## Required task 1
In the post on escaping query terms in EMBOSS, why does the quoted suggestion replace the ":" in the query with a "*"? Answer in one to three sentences.
## Required task 2
Repeat everything in the post on escaping query terms from "appears to do" down to "in this case).".
## Required task 3
Answer these questions about the post on escaping query terms:
(a) Which entry does the quoted entret command return?
(b) What single-character wildcard does EMBOSS support, as shown by a little experimentation?
(c) Which special characters does the writer want a way to escape?
[START Supplied text]
[EMBOSS] Escaping query terms in a USA

Hamish McWilliam hpm at ebi.ac.uk
Fri Aug 23 12:42:24 UTC 2013

Hi David,

> it seems the index is OK, just the database query code can not handle
> the ":" which has special meanings in USAs. So as workaround you can
> replace the ":" by a "*".
> entret -stdout -auto 'imgthla-key:A*02*364'
> will return the entry HLA08011.
> But be aware that by this you actually generate a wildcard query, so
> the * matches any single character at that position.

Unfortunately that is not going to work for this case since the HLA 
alleles use a somewhat nested nomenclature, for example:


However a little experimentation indicates that EMBOSS supports the 
single character wild-card '?', so something like:

$ entret -stdout -auto 'imgthla-key:A?01?02'

appears to do what I want in most cases.

That said, it would be better to have a way to escape the special 
characters (i.e. '*', ':' and '?') in the search term when an exact 
match is required (as in this case).



> Kind regards, David.
[END Supplied text]
[START Record set]
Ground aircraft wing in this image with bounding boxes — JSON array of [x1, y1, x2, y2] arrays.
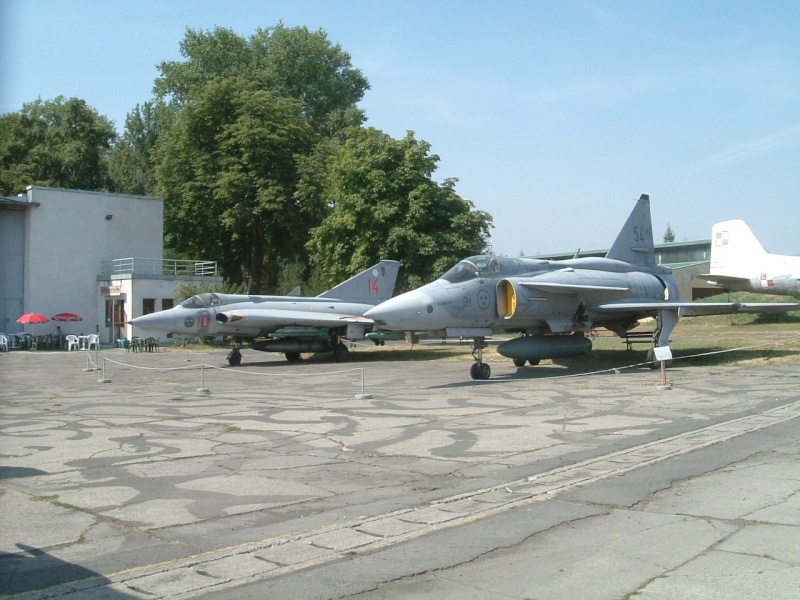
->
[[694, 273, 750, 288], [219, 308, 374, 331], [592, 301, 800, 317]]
[END Record set]
[START Record set]
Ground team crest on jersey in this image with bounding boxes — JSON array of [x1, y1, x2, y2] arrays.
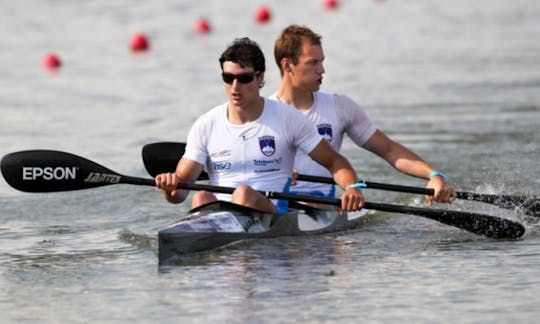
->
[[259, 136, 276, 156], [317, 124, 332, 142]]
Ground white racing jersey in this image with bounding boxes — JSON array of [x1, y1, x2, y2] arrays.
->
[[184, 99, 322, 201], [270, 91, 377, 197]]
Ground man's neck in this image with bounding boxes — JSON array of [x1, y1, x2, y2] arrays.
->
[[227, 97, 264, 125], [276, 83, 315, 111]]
[END Record set]
[START Record set]
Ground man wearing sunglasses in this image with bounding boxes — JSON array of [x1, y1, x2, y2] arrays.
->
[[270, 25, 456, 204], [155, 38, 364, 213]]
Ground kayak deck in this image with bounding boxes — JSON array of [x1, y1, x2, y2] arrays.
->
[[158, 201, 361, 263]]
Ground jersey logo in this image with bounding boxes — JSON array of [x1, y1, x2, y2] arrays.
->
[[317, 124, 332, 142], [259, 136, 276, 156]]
[END Record set]
## Complete output 1
The database query code cannot handle the ":" because that character has special meanings in USAs, so swapping in a "*" works around the problem. This turns the query into a wildcard query, in which the * matches any single character at that position.

## Complete output 2
appears to do what I want in most cases.

That said, it would be better to have a way to escape the special 
characters (i.e. '*', ':' and '?') in the search term when an exact 
match is required (as in this case).

## Complete output 3
(a) HLA08011
(b) '?'
(c) '*', ':' and '?'